## What you need to do
Update all the records below by replacing "photograph" with "image" and keeping everything else unchanged. Leave the pictures out of your answer.

## Information given
━━━━━━━━━━━━━━━━━━━━

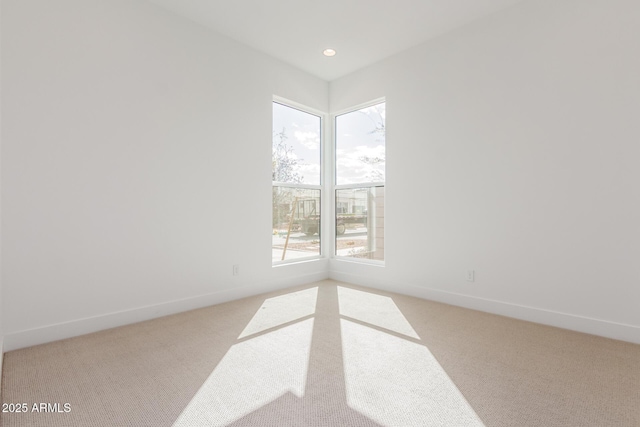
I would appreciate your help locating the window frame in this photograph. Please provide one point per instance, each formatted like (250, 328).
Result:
(336, 187)
(322, 227)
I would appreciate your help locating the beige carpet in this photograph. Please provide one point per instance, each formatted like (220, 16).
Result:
(327, 354)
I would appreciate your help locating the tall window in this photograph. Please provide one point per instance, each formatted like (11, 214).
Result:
(360, 178)
(296, 172)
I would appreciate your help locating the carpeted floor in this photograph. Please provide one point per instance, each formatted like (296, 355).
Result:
(326, 354)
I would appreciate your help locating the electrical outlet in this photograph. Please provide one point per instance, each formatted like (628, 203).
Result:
(471, 275)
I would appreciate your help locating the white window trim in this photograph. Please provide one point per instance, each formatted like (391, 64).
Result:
(324, 228)
(334, 187)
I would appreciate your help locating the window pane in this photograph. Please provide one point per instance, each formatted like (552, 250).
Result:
(296, 223)
(360, 223)
(296, 146)
(360, 146)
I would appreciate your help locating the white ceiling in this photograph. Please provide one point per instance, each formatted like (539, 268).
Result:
(361, 31)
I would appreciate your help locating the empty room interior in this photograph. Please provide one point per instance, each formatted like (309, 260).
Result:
(199, 225)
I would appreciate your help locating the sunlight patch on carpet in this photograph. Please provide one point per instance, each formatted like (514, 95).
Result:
(377, 310)
(282, 309)
(398, 382)
(252, 374)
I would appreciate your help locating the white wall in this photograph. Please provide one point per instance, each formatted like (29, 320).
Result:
(1, 330)
(512, 149)
(135, 166)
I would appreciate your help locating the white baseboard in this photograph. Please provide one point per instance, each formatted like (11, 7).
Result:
(603, 328)
(59, 331)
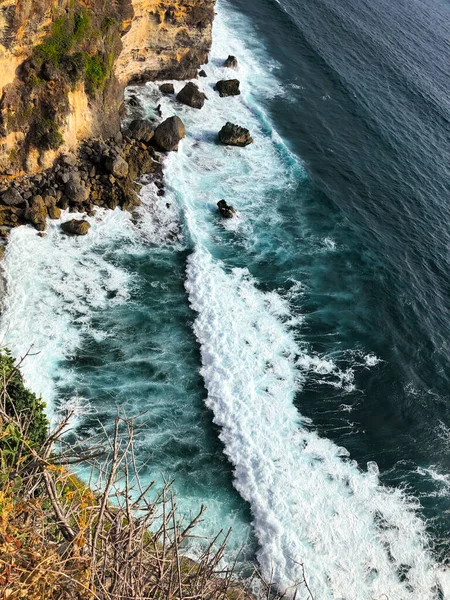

━━━━━━━━━━━━━━━━━━━━

## Answer to the problem
I would appreciate your help locating the window frame in this image. Please provide one point per instance, each formatted like (250, 328).
Result:
(336, 187)
(322, 227)
I would appreciate your help locating the beige carpet in this image. Please provide one point per instance, each formatted like (220, 16).
Result:
(327, 354)
I would appreciate your help locating the tall window in this image. Please provide one point per instance, each formatted like (11, 214).
Result:
(360, 178)
(296, 172)
I would appreciate your help locating the carpeted floor in this image. Please provide one point per instance, each formatted like (296, 355).
Result:
(326, 354)
I would appreciate your help locating the electrical outlet in this image. Please provide one point per instance, each formatted like (628, 203).
Result:
(471, 275)
I would appreciate your help locating the white window trim in this image. Please provide one point per instance, each formatted like (391, 64).
Result:
(324, 228)
(334, 187)
I would appreciate your help locating the window pane in this image. Please provide one point per instance, each formatted like (552, 250).
Result:
(296, 223)
(360, 223)
(296, 146)
(360, 146)
I would appreciate your help locating the white ceiling in this image. Please provide one point per instance, each formatted like (539, 268).
Result:
(361, 31)
I would appreciate your help locating the empty room interior in this image. Please provide one point per instance, each formatted like (309, 260).
Result:
(199, 225)
I would appreciate your help locating the sunlight patch on carpet in this image. Please provide one point per instance, each formatted like (514, 95).
Result:
(377, 310)
(282, 309)
(398, 382)
(252, 374)
I would appreciate your help locating the white wall in this image. Please provide one point per instance, each formatted like (29, 320).
Result:
(1, 330)
(512, 149)
(135, 166)
I would appreciate your help locating the white baseboard in this image. Please provide one point per instance, each formatted like (11, 7).
Result:
(603, 328)
(59, 331)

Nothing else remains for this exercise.